The problem:
For the word "Could", state the number of lines in the data that contain it, and nothing else.

Dataset records:
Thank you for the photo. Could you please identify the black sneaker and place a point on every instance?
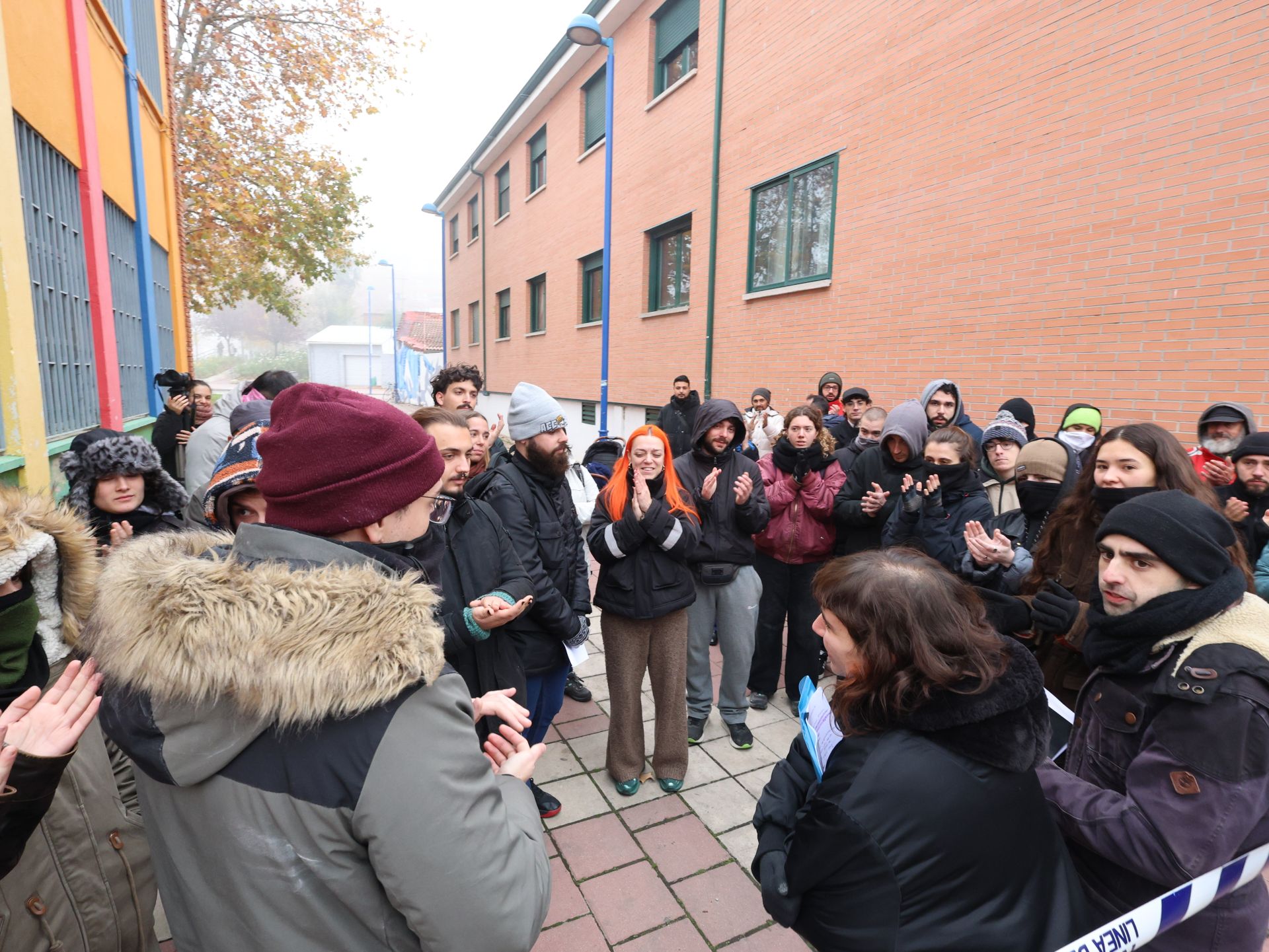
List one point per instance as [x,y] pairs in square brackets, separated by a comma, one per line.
[696,728]
[575,688]
[547,804]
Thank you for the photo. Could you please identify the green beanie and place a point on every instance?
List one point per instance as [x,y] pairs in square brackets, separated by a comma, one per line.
[1088,416]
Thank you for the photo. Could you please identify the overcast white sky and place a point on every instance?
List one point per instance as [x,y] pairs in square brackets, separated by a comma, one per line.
[477,57]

Solved problem:
3